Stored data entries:
== Segment start ==
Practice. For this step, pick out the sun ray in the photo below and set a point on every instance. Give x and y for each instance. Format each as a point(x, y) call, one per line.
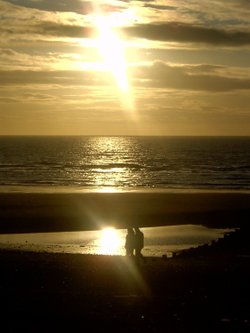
point(112, 50)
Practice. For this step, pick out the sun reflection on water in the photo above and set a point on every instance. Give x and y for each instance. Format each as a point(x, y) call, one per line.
point(111, 162)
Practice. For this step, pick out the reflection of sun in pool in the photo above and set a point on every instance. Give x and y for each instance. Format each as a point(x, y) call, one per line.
point(110, 241)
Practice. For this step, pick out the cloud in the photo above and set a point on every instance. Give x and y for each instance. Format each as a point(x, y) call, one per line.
point(189, 33)
point(159, 7)
point(71, 78)
point(159, 75)
point(77, 6)
point(197, 78)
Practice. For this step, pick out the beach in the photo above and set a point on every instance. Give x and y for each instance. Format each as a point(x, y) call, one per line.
point(201, 290)
point(76, 211)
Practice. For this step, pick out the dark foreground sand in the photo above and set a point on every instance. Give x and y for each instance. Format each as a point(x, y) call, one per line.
point(199, 292)
point(207, 290)
point(43, 212)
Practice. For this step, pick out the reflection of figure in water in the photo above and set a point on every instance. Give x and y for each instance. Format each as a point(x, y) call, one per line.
point(130, 242)
point(139, 242)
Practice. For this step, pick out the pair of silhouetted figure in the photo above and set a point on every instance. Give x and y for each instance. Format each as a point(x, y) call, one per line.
point(134, 242)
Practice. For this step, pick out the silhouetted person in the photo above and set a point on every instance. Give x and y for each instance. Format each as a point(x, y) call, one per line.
point(139, 242)
point(130, 242)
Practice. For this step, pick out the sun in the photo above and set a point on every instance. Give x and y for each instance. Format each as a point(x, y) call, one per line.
point(112, 49)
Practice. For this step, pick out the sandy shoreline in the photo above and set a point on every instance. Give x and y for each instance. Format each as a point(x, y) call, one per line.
point(62, 292)
point(46, 212)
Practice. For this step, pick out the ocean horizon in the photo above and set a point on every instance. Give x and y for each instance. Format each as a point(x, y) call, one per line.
point(117, 163)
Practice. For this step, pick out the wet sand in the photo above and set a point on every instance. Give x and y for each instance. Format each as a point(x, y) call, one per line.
point(44, 212)
point(206, 290)
point(202, 292)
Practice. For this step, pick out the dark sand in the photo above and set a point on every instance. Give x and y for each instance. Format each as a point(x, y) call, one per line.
point(43, 212)
point(204, 290)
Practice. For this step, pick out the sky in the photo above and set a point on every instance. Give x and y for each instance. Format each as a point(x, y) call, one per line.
point(75, 67)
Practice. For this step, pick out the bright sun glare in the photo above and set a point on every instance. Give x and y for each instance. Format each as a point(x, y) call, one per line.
point(110, 241)
point(112, 50)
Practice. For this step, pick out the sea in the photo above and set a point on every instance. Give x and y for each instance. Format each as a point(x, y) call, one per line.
point(121, 163)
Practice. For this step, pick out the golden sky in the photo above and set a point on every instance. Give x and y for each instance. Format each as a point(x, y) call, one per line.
point(76, 67)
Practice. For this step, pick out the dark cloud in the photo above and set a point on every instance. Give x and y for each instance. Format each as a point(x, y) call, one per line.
point(162, 75)
point(160, 7)
point(188, 33)
point(62, 30)
point(77, 6)
point(70, 78)
point(159, 75)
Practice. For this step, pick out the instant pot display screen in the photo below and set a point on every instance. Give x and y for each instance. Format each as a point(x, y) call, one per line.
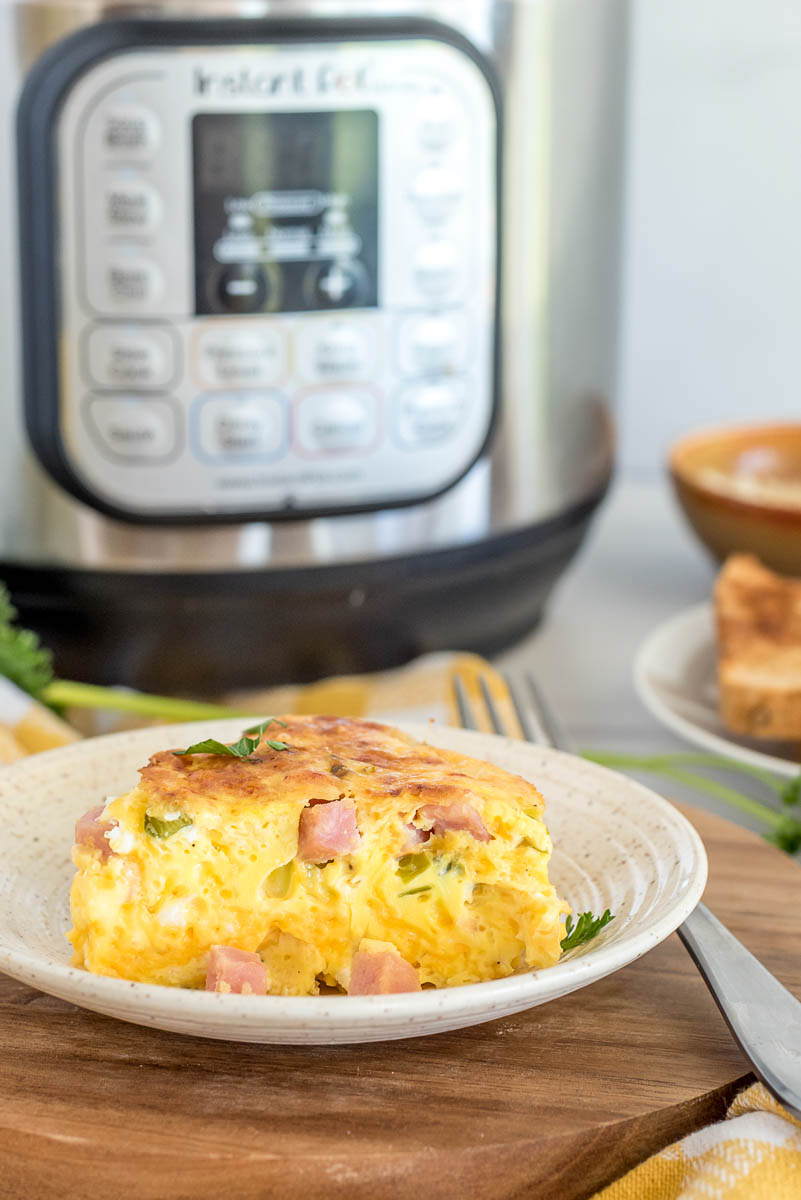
point(285, 211)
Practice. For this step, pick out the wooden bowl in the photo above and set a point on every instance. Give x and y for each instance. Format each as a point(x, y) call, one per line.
point(740, 490)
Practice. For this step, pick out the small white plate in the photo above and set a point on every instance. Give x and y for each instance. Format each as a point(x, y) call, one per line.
point(675, 676)
point(618, 846)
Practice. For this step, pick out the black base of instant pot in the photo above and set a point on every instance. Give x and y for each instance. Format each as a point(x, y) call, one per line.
point(204, 634)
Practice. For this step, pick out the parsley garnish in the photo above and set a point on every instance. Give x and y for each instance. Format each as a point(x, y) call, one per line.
point(586, 927)
point(241, 749)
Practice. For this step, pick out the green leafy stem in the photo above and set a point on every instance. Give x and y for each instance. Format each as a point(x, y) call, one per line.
point(783, 827)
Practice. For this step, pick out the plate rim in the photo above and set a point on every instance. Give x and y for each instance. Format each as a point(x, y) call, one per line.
point(332, 1014)
point(680, 725)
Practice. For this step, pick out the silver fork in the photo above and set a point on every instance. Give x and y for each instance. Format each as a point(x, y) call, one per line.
point(763, 1015)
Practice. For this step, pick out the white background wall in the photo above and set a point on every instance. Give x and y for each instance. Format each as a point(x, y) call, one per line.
point(712, 269)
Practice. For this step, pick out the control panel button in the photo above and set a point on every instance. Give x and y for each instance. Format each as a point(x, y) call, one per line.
point(133, 429)
point(438, 120)
point(429, 413)
point(130, 358)
point(433, 343)
point(336, 349)
point(133, 282)
point(435, 191)
point(336, 286)
point(235, 358)
point(240, 425)
point(437, 269)
point(132, 207)
point(131, 131)
point(335, 421)
point(244, 288)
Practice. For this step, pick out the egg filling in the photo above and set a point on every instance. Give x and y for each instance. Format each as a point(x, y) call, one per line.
point(354, 834)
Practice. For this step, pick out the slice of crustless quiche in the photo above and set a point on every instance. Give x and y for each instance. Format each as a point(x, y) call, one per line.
point(335, 852)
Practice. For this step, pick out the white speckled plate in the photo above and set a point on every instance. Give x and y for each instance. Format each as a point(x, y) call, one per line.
point(618, 846)
point(675, 675)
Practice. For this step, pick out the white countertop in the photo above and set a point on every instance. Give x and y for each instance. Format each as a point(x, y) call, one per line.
point(639, 564)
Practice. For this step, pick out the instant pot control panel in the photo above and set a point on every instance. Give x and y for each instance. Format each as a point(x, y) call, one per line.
point(273, 271)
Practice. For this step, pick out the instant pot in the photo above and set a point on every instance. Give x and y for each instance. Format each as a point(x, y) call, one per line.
point(318, 306)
== Segment end ==
TASK ITEM:
Copy out all the data without changing anything, and drop the pictures.

RESPONSE BELOW:
Practice. For this step, pick out the sun ray in the photo below and set a point on every instance. Give x and y for each instance. Format each as a point(x, y) call, one per line.
point(112, 50)
Practice. For this step, pick out the sun reflection on water in the photo above and set a point on every instance. Give x and y for each instance. Format each as a point(x, y) call, one per line.
point(111, 162)
Practice. For this step, pick out the reflection of sun in pool in the photo above and set a point on every instance. Give x and y for each instance. Format each as a point(x, y) call, one per line.
point(110, 241)
Practice. For this step, pick out the cloud in the photo above and set a point on every instance. Give x and y for each instance. Format each as a point(x, y) call, one per line.
point(189, 33)
point(159, 7)
point(71, 78)
point(159, 75)
point(77, 6)
point(197, 78)
Practice. For this step, pick out the beach in the photo above and set a point on every instance. Give x and y for each instance. Format each as a point(x, y) call, one per line.
point(201, 290)
point(76, 211)
Practice. For this step, pick out the dark foreground sand in the photo above and set a point on every instance. Give x and y for each instance. Format each as a point(x, y) call, one per line.
point(199, 292)
point(207, 290)
point(43, 212)
Practice. For this step, pick out the reflection of figure in water in the photo above and set a point on every instance. Give x and y for each instance. Format each as a point(x, y) call, one per line.
point(130, 242)
point(139, 242)
Practice. For this step, pick out the pair of silhouetted figure in the photo above and set a point on every instance. Give x and y for each instance. Format each as a point(x, y) call, one per line.
point(134, 242)
Practice. For this step, pick out the silhouetted person in the photo above and set a point on every instance. Give x and y for each instance. Format each as a point(x, y) call, one per line.
point(139, 242)
point(130, 242)
Practice. For this step, pick out the sun in the photo above and set a point on every instance. Give x and y for each instance. Format each as a point(x, y) call, one per line.
point(112, 49)
Practice. For this step, pick out the sandy shoreline in the photo above and set a point on every instance. Give x and y for each instance. Format each as a point(x, y) call, one per line.
point(62, 292)
point(46, 212)
Practice. For this step, pick out the ocean horizon in the photo above and set a point on every instance. Give x and y for each instance. Format each as a point(x, y) call, one per line.
point(117, 163)
Practice. For this step, pick out the wet sand in the photo above and set a point on every instance. Give x and y for each instance. Format each as a point(x, y) call, one per line.
point(44, 212)
point(206, 290)
point(202, 292)
Practice. For this step, pick out the dark sand in the photo above and set a point on every instance. Give x and y for each instance. Format each as a point(x, y) call, one per line.
point(43, 212)
point(204, 290)
Practice. For this step, pick out the sky in the photo above and set a point on every instance. Give x and y for each instance. Format each as a point(x, y) call, one per line.
point(75, 67)
Practice. For this step, pick out the bright sun glare in the photo above and set a point on every instance. Give x and y for each instance. Format each as a point(x, y) call, one per line.
point(110, 241)
point(112, 50)
Practice. For this step, pick out the sea in the photo above and set a point on every instance. Give x and y for each instance. Format each as a point(x, y) call, one per line.
point(121, 163)
Practice. For this step, pick out the golden sky in the photo above and set a point on every instance. Give x and y for each instance. Format each as a point(x, y) call, one per line.
point(76, 67)
Practice. For this step, pick out the dark cloud in the photo above and set a point on every instance. Give x and y for each instance. Format each as a point(x, y) call, one per line.
point(162, 75)
point(160, 7)
point(188, 33)
point(62, 30)
point(77, 6)
point(70, 78)
point(159, 75)
Practice. For this step, pick out the instant pot display screen in the photo below and set a point on every instance. Give x and y for each instance. Format each as a point(x, y) call, one per line.
point(285, 211)
Practice. For this step, pick out the wooden bowl in the photo above and set a point on every instance. Give x and y for each instance. Format each as a point(x, y) call, one per line.
point(740, 490)
Practice. For this step, pick out the small white plate in the photo above and set a point on every instance. Give x and y for each instance. Format each as a point(x, y) call, one per line.
point(675, 676)
point(618, 846)
Practice. For this step, pick out the black base of instant pot in the photo above and set a point on every instance. Give x and y for each instance. Format each as a point(x, y) call, one per line.
point(204, 634)
Practice. For this step, pick out the parsley garnish in the photo above and set a point on every instance. Give x and y for each instance. Format each as a point(x, y) call, one per line.
point(586, 927)
point(241, 749)
Practice. For this step, pick out the green leafy stem in the photo above and set a point on every instance. Give x and y for each instance. Format each as a point(x, y) call, one per line.
point(783, 827)
Practice. For this step, pick out the plate rim in the photo above and set a point on every instance. Give x and y for each instance. Format each as a point(x, y) call, one per line.
point(332, 1014)
point(680, 725)
Practice. For this step, pick out the silver fork in the photo above and set a point on every instance. Give x and y for each instance. Format each as a point(x, y) call, one per line.
point(763, 1015)
Practice. For this step, pick out the white background wall in the photo above and set a point on every instance. Give x and y for each instance. Format each as a point(x, y) call, one per line.
point(712, 269)
Practice. For this step, pick out the control panel button in the photo above and set a point on every instance. Give x and y for each instance. Format each as a point(x, y) call, one per line.
point(133, 429)
point(438, 120)
point(429, 413)
point(130, 358)
point(433, 343)
point(336, 349)
point(133, 282)
point(435, 191)
point(336, 286)
point(235, 358)
point(240, 425)
point(437, 269)
point(132, 207)
point(131, 131)
point(335, 421)
point(244, 288)
Practice. For this step, pick out the egg filling in the photo above and set a point on every instance. Give x and y for each instance. Format each as a point(x, y) call, one per line.
point(354, 834)
Practice. For this step, pick out the slice of crustless quiche in the photo above and set a point on every instance. Give x and y for each instance. Format each as a point(x, y) call, one per line.
point(335, 852)
Practice. For this step, pick out the white speckled plate in the photo above and set a point on every instance. Give x and y for each instance. Format each as a point(x, y) call, one per line.
point(618, 846)
point(675, 675)
Practice. For this step, pick out the white countertop in the photo above and set a point on every instance. Give x and y for each instance. Format each as a point(x, y) call, one per line.
point(639, 564)
Practice. For this step, pick out the instant pot control panel in the photo above and set a point on every instance. Give x and y for each instance. Format each as a point(x, y) call, one per line.
point(273, 271)
Practice. For this step, pick out the instant pot in the photo above and set a point on every instance. Give x and y for each instance. Format each as a point(x, y) call, one per line.
point(318, 306)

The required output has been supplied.